» RECORDS FOR THIS TASK
=======
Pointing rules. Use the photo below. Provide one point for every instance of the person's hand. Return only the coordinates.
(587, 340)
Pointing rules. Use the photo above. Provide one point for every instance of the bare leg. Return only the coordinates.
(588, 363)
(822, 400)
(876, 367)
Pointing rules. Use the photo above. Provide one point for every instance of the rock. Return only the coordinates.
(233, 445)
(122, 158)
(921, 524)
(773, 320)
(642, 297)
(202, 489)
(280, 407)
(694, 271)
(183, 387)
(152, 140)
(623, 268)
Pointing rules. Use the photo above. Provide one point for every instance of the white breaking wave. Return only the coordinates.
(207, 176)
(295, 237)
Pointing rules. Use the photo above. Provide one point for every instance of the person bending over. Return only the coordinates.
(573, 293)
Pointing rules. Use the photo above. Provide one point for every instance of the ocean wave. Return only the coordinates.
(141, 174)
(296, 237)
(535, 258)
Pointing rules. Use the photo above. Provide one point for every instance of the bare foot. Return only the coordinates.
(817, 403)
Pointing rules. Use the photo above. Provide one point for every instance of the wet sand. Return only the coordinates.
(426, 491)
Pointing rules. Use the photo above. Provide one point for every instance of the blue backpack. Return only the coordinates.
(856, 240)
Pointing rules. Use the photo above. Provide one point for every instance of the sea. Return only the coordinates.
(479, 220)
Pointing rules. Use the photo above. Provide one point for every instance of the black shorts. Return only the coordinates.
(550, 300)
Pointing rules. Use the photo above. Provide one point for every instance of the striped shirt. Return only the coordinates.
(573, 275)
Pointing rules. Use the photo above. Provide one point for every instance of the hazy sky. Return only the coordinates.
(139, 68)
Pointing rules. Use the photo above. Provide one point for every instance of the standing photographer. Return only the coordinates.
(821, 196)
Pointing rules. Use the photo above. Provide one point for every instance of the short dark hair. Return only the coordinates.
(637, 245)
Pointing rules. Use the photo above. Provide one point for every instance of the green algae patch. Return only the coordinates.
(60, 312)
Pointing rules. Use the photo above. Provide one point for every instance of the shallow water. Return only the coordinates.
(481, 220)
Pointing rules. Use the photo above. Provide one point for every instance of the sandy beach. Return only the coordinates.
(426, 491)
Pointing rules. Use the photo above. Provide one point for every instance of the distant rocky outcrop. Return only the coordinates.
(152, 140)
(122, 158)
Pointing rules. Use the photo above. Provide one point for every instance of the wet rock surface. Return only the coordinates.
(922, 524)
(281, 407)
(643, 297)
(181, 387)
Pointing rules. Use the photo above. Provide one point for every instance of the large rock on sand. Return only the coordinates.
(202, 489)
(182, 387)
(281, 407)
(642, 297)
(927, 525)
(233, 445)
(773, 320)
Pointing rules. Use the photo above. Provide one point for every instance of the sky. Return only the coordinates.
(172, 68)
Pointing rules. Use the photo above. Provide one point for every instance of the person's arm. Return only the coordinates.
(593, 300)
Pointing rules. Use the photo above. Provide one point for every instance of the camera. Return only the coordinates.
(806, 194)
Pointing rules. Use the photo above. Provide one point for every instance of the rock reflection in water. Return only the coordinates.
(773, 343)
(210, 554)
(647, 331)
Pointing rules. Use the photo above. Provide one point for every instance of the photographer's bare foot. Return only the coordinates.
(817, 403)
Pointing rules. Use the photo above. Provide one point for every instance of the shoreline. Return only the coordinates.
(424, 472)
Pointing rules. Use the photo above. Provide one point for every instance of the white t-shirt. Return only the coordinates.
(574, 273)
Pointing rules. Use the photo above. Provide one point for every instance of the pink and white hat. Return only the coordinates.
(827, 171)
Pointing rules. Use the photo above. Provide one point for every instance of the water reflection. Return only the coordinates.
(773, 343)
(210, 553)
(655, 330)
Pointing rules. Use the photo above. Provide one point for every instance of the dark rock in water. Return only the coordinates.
=======
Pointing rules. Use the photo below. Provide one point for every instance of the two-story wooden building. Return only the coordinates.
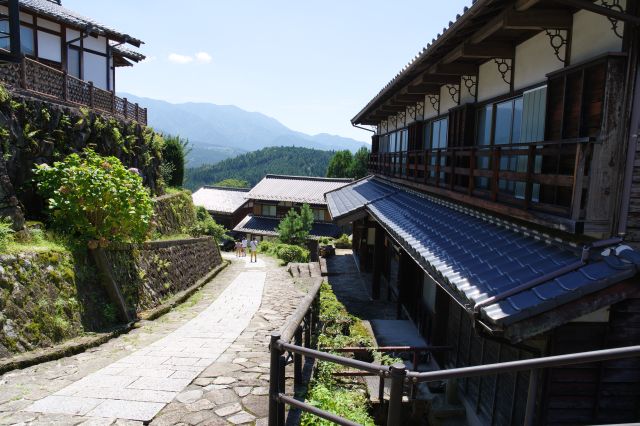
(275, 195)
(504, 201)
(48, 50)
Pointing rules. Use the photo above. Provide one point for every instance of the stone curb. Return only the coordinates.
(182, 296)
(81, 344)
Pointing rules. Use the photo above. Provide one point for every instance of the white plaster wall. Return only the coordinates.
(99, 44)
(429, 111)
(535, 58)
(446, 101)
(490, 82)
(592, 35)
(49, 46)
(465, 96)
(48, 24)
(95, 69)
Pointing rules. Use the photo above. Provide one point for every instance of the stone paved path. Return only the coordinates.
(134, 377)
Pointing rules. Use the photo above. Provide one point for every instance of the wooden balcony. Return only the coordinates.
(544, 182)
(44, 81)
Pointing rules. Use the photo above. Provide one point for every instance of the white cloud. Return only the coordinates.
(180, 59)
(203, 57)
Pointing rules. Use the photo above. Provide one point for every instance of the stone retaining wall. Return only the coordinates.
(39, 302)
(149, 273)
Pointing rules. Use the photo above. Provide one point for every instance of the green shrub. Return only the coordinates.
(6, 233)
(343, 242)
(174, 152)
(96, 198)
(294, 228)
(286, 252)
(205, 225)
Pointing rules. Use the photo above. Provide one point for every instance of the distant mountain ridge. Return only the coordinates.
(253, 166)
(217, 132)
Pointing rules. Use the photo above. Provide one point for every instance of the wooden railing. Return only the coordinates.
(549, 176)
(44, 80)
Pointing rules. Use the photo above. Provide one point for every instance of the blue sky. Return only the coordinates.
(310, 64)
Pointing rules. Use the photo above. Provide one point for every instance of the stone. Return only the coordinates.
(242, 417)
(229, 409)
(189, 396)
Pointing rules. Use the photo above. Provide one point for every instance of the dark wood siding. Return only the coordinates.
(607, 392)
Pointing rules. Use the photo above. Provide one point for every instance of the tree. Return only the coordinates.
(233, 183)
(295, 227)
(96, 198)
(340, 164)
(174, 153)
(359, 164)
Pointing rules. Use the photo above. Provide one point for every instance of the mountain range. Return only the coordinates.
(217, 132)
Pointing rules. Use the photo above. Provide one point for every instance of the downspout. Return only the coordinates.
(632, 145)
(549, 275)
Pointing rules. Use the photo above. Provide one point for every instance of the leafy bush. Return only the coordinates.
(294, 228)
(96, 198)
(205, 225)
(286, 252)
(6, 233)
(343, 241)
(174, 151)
=======
» ACTION ITEM
Using the listing above, return word for word each line from the one that has "reflection. Return only the coordinates." through the one that has "rock in water. Return only the coordinates.", and no line outside that range.

» EXERCISE ANSWER
Pointing rules. Use the photo above. Provide one point for every instance of the water reflection. Return only the coordinates.
(773, 343)
(210, 553)
(655, 330)
Pointing rules. Use the photo above. Provide one point for every instance of the dark rock in water. Return only the coordinates.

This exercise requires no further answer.